__Your goal__:
Render the listing lines starting at the line that contains "outline --target=snow texture" and ending at the line that contains "660 685 L 704" as a Markdown table with the columns Row and Listing line, one numbered row per line, skipping blank lines and leaving the pictures out.

***** Exercise input *****

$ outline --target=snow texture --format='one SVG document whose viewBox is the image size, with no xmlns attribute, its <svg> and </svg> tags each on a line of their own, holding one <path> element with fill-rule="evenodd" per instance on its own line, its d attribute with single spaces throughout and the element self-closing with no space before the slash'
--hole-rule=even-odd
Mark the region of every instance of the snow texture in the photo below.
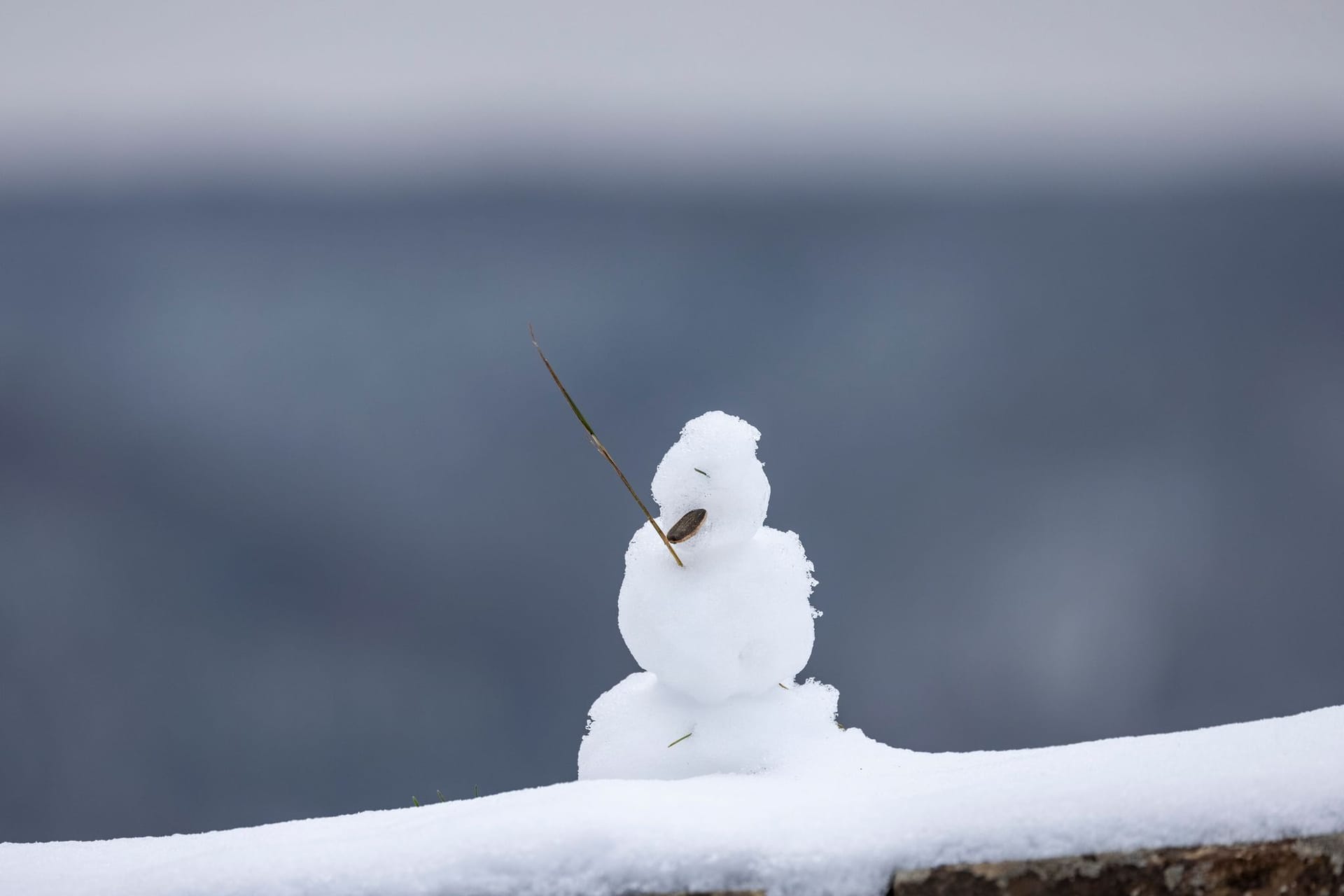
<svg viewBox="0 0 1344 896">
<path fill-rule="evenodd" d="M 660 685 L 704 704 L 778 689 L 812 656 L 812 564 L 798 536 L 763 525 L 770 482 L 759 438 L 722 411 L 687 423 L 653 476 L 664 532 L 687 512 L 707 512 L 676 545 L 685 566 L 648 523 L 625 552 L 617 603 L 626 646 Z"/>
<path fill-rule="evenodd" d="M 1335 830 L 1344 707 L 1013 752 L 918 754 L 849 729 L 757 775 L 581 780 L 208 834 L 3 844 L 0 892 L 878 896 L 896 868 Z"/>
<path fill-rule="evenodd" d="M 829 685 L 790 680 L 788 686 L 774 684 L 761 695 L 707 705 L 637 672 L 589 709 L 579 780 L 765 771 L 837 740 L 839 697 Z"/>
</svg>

*****
***** Exercise input *****

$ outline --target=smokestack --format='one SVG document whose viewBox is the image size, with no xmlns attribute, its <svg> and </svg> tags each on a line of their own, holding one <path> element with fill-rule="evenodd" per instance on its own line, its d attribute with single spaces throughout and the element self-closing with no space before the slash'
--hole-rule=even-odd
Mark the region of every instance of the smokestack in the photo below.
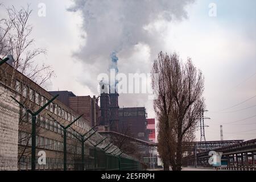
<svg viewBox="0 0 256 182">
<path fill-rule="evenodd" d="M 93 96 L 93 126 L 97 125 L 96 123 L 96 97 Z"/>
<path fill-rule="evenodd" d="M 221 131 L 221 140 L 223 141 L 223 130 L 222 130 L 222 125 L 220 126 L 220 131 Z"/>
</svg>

*****

__Written answer__:
| Row | Listing line |
|---|---|
| 1 | $ outline --target=snow texture --format='one SVG document whose viewBox is the image size, with no xmlns attribute, its <svg> and </svg> tags each on a line of their own, holding one <path> element with fill-rule="evenodd" per instance on its own line, its d attribute with single spaces throughout and the element self-closing with no space before the slash' |
| 2 | --hole-rule=even-odd |
| 3 | Mark the region of every instance of the snow texture in the photo below. |
| 4 | <svg viewBox="0 0 1344 896"> |
| 5 | <path fill-rule="evenodd" d="M 660 685 L 704 704 L 778 689 L 812 656 L 812 564 L 798 536 L 763 525 L 770 482 L 759 438 L 722 411 L 687 423 L 653 476 L 664 532 L 687 512 L 707 512 L 676 545 L 685 566 L 648 523 L 625 552 L 617 603 L 626 646 Z"/> |